> [ТЕКСТ ДЛЯ ЧТЕНИЯ]

=====

Однако и тогда уже было понятно, что должно быть какое-то разрешение. В “Коммутаторе” оно виделось в переходе в многоканальную шизофрению (“Телецентр”), а затем — в открытую систему, в дневник наблюдений, в личную историю, где читателю оставались чистые разлинованные страницы для его, читателя, записей.

Есть здесь выход и в карнавале, многоголосии — позднее меня занимали стихи как драмы, где голос автора исчезает в голосах героев и хора, и многие тексты были написаны как почти документальная фиксация «чужих» голосов — улица, офис, ТВ, Интернет, Москва, Нью-Йорк… Тексты превращались в сжатые синопсисы-пьесы, которые при правильном прочтении (разархивировании) становились театром, танцем, мистерией» [URL: http://www.cirkolimp-tv.ru/articles/421/chuzhaya-rech-v-avtorskikh-poeticheskikh-praktikakh].

Некоторые из авторов также конкретизировали те или иные форматы чужого слова, с которыми они работают. Света Литвак: «Стандарты и шаблоны, газетная статья, письмо друга, телефонный разговор — механическая цепь разного рода говорений — так и просятся стать песней… Довольно большой объем стихотворений цикла “Случаи из жизни” написан мной за последние два года. Это почти построчный перевод стихами заметок из газеты “Звездный бульвар”… До этого я иногда переписывала стихами чужие письма и телефонные разговоры, тоже близко к оригиналу» [URL: http://www.cirkolimp-tv.ru/articles/421/chuzhaya-rech-v-avtorskikh-poeticheskikh-praktikakh].

Данила Давыдов, отказываясь от каких-то конкретных классификаций, трактует чужое слово применительно к своему творчеству как ничью, нейтральную речевую данность: «…в моих опытах строгая классификация чужого слова не очень-то возможна: всякий текст предстает в моем случае реакцией (более чем спорного, сомнительного) субъекта на внешние раздражители, которые, как правило, предстают дискурсивными, точнее — осколками различных дискурсов. При этом собственно речь в данном случае — лишь частный случай. Исходя из этого, наиболее родным типом чужого слова предстать должно, вроде бы, клише, “ничье” слово… чужое не воспринимается как именно “чужое”… скорее… как просто речевая данность, своего рода полустертые иероглифы полустертых значений» [URL: http://www.cirkolimp-tv.ru/articles/421/chuzhaya-rech-v-avtorskikh-poeticheskikh-praktikakh].

Многие участники опроса написали о важной экзистенциальной стороне взаимодействия с чужой речью: от мысли, что «человек начинается с чужой речи, попытки этой речью овладеть» до утверждения, что «чужая речь — один из самых тонких, точных, универсальных и беспощадных метаинструментов именно авторского появления-проявления-присутствия», который «становится одним из самых, может быть, убедительных подтверждений твоей жизни и твоей собственной речи» [URL: http://www.cirkolimp-tv.ru/articles/421/chuzhaya-rech-v-avtorskikh-poeticheskikh-praktikakh]. Кто-то практически свернул проблему тезисом, что «всякая речь — чужая».

=====

> [ПРЕДОСТАВЛЕННЫЕ ЗАПИСИ]

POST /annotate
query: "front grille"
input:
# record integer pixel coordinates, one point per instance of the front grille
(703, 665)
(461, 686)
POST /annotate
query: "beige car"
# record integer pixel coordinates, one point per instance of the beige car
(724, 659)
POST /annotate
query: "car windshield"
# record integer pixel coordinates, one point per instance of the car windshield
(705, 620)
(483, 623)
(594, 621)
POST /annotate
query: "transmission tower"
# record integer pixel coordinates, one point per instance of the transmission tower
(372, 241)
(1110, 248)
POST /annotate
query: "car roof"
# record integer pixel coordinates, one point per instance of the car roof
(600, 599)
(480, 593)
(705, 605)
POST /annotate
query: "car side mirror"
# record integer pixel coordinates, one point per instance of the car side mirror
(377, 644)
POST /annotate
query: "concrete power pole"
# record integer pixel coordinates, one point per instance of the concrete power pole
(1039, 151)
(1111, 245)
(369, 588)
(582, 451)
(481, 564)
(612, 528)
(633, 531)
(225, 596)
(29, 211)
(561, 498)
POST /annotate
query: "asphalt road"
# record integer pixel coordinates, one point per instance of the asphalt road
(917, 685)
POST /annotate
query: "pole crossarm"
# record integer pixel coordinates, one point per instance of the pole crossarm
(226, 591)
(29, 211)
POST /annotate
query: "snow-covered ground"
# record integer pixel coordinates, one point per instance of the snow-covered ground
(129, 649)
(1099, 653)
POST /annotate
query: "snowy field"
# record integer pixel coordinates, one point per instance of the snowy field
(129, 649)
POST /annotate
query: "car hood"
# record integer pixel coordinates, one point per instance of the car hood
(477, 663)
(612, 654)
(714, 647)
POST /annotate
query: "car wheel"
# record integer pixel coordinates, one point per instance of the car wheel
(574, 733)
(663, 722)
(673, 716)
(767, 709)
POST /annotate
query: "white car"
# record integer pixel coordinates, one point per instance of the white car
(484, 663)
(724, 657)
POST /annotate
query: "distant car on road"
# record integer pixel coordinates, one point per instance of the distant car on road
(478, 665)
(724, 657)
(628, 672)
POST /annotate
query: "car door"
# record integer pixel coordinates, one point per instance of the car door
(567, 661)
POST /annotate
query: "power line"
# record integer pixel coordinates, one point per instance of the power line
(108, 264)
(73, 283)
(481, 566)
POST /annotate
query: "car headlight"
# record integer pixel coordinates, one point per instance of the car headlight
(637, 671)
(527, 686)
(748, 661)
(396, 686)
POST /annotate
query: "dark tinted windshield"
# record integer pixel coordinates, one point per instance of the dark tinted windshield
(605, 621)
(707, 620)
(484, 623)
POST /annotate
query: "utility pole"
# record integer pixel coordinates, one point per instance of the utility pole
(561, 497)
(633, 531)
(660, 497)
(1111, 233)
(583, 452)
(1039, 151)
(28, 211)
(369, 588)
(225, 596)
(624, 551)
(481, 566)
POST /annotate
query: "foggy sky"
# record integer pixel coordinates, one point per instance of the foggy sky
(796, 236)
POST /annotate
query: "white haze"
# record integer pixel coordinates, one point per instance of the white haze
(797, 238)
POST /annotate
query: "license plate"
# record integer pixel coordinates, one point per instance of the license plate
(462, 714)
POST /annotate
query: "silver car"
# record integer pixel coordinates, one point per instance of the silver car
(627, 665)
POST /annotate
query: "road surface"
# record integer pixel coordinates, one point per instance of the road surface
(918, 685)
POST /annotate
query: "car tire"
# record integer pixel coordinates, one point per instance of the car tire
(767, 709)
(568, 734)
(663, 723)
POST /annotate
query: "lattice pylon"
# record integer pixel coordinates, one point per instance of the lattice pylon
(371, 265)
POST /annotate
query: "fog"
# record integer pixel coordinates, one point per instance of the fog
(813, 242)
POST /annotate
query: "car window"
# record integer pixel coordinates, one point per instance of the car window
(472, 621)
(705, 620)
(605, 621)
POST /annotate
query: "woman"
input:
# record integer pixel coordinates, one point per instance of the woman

=====

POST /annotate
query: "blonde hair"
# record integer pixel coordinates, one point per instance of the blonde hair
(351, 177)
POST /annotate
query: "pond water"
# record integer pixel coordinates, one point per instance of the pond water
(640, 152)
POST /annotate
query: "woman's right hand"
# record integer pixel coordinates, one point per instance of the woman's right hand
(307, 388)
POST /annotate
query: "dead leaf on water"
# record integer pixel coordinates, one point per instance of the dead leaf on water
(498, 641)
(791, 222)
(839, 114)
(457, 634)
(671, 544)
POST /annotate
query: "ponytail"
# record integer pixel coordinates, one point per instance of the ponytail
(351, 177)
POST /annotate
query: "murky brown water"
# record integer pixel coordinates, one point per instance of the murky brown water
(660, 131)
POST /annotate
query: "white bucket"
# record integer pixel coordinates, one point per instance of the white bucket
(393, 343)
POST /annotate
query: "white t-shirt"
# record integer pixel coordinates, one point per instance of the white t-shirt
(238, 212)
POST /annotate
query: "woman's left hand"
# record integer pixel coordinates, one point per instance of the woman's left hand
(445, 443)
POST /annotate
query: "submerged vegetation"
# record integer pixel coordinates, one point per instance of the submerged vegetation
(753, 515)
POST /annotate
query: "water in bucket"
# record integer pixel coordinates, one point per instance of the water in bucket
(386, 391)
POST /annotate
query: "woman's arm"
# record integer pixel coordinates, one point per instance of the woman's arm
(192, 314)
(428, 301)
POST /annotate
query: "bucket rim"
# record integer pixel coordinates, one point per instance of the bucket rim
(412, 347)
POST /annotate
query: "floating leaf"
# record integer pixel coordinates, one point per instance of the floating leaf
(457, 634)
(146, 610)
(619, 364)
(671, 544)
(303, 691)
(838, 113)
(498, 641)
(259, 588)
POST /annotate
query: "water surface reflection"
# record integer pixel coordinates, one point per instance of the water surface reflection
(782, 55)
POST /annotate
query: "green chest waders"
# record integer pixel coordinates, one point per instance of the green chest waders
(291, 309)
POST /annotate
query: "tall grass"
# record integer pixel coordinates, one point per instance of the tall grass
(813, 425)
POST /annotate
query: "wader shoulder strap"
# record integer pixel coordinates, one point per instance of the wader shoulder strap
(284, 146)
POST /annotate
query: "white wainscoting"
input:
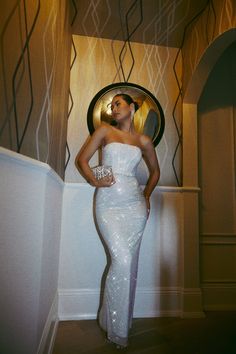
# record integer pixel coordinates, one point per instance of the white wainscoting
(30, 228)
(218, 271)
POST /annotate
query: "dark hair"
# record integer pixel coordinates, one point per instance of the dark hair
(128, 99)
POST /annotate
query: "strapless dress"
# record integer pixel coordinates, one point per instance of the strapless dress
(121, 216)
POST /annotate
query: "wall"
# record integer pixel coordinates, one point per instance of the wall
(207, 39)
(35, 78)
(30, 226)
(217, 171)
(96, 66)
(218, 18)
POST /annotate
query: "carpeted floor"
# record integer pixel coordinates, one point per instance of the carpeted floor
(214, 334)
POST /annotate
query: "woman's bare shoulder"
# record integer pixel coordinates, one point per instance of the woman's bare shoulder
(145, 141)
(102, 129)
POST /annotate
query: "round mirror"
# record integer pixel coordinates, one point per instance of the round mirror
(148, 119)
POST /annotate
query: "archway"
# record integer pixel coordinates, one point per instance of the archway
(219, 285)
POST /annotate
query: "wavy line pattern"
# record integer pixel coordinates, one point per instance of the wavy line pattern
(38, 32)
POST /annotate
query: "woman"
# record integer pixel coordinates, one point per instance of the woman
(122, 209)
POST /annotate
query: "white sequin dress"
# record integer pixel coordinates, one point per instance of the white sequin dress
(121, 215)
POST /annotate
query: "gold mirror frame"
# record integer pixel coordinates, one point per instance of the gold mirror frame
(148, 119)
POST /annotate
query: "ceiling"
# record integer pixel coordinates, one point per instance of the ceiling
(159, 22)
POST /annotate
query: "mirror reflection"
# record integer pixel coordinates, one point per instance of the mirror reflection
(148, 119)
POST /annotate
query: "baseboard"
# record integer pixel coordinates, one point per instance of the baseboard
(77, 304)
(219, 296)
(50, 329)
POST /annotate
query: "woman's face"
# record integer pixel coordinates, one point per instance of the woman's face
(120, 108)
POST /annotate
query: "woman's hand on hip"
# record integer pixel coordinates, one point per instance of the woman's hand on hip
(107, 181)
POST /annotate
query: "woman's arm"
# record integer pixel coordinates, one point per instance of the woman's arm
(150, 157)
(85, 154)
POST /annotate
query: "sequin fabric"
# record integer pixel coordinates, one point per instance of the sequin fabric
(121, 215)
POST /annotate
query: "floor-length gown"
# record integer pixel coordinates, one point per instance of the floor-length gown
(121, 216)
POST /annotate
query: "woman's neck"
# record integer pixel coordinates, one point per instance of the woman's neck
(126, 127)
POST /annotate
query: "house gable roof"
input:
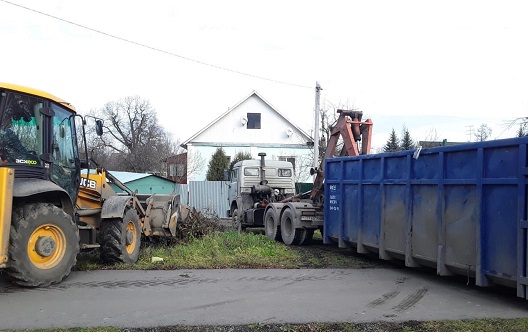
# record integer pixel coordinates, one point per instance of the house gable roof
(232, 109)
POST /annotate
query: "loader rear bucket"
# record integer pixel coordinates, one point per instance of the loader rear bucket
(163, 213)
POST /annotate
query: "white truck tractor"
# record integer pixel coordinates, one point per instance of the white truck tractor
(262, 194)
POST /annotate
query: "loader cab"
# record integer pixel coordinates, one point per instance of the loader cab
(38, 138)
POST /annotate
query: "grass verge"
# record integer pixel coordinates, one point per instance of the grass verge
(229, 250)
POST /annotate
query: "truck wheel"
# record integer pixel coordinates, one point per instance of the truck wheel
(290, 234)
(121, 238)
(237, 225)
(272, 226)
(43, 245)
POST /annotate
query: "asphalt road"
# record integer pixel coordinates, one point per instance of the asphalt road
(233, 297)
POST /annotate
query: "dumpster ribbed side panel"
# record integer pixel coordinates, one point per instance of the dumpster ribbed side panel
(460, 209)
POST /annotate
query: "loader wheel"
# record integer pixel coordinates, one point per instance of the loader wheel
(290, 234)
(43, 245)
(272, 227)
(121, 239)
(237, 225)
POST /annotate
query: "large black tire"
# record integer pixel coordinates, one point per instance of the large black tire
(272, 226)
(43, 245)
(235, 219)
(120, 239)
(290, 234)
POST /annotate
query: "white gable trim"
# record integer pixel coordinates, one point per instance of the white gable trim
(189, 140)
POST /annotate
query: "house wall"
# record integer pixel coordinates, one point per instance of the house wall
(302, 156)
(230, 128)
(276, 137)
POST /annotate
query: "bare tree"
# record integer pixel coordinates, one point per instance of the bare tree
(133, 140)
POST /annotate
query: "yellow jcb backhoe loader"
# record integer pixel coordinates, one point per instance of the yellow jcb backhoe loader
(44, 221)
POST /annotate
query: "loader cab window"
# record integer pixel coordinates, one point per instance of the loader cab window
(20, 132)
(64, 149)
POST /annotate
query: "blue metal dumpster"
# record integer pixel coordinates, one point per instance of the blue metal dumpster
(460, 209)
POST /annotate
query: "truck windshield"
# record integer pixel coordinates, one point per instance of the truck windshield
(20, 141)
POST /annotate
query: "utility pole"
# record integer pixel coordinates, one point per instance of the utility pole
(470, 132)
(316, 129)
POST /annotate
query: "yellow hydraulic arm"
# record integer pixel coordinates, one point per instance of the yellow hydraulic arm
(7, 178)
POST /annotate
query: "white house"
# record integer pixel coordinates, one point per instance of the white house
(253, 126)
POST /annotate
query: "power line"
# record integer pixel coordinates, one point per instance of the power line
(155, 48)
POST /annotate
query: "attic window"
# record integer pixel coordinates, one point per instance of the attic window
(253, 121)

=====

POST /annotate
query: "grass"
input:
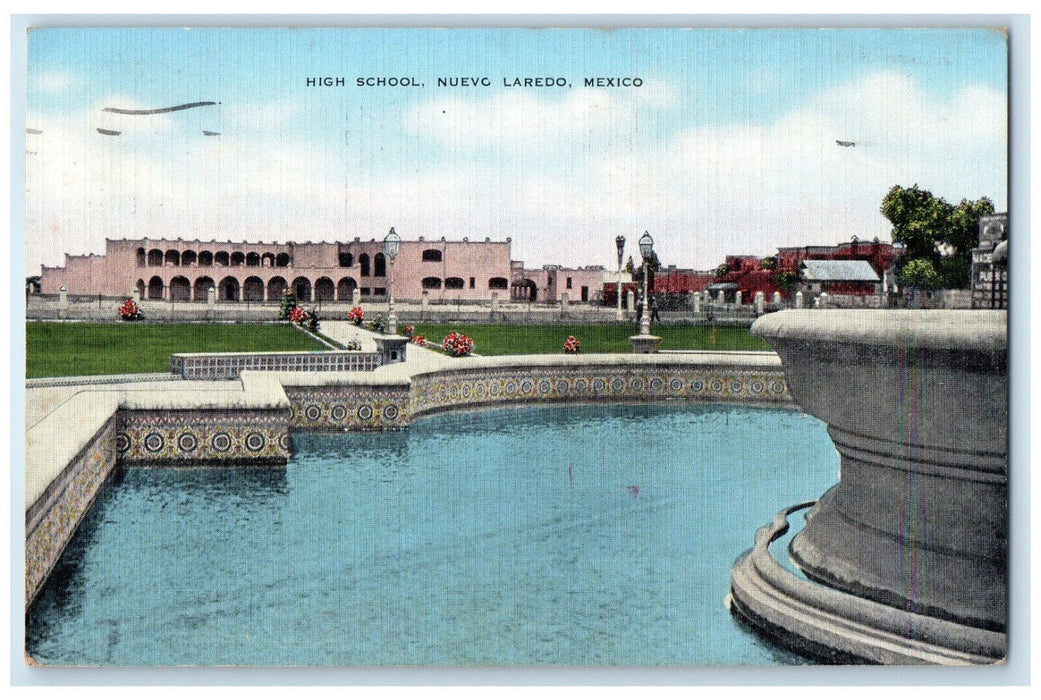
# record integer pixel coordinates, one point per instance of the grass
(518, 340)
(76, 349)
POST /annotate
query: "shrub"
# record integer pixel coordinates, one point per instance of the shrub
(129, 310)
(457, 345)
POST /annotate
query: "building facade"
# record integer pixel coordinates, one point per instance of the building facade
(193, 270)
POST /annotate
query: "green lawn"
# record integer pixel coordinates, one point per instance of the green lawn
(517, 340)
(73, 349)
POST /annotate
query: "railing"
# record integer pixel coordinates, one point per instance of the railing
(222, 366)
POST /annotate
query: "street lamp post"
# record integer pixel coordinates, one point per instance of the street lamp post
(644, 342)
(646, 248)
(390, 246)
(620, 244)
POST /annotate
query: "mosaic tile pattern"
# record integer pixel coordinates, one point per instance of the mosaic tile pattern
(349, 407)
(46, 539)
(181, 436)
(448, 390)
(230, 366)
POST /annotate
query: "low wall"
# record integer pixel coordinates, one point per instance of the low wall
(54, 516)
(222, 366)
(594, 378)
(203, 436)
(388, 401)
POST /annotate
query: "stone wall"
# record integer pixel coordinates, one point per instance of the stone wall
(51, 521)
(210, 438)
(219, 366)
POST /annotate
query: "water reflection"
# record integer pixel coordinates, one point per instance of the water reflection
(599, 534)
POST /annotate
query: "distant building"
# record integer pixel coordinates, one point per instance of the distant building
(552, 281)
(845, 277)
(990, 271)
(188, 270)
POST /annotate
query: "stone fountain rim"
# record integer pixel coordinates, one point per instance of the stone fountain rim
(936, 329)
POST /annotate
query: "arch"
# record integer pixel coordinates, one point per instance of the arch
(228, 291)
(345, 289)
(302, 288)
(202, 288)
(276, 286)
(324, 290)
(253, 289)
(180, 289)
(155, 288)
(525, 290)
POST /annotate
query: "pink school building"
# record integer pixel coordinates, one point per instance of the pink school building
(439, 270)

=====

> [ЗАДАНИЕ 1] Согласуются ли с текстом о чужой речи утверждения (a), (b) и (c)? Для каждого ответьте «да» или «нет» и дословно приведите решающие слова текста: (a) Света Литвак почти построчно перекладывала стихами заметки из газеты «Звездный бульвар»; (b) Данила Давыдов считает, что в его опытах возможна строгая классификация чужого слова; (c) стихотворения цикла «Случаи из жизни» написаны за последние десять лет.
> [ЗАДАНИЕ 2] Процитируйте из текста о чужой речи фрагмент, который открывается словами, содержащими "Однако и тогда", и завершается словами "его, читателя, записей.".
Эти записи взяты из другого источника.

> [ВЕРНЫЙ ОТВЕТ 1]
(a) Да: «Это почти построчный перевод стихами заметок из газеты “Звездный бульвар”».
(b) Нет: «в моих опытах строгая классификация чужого слова не очень-то возможна».
(c) Нет: «Довольно большой объем стихотворений цикла “Случаи из жизни” написан мной за последние два года».

> [ВЕРНЫЙ ОТВЕТ 2]
Однако и тогда уже было понятно, что должно быть какое-то разрешение. В “Коммутаторе” оно виделось в переходе в многоканальную шизофрению (“Телецентр”), а затем — в открытую систему, в дневник наблюдений, в личную историю, где читателю оставались чистые разлинованные страницы для его, читателя, записей.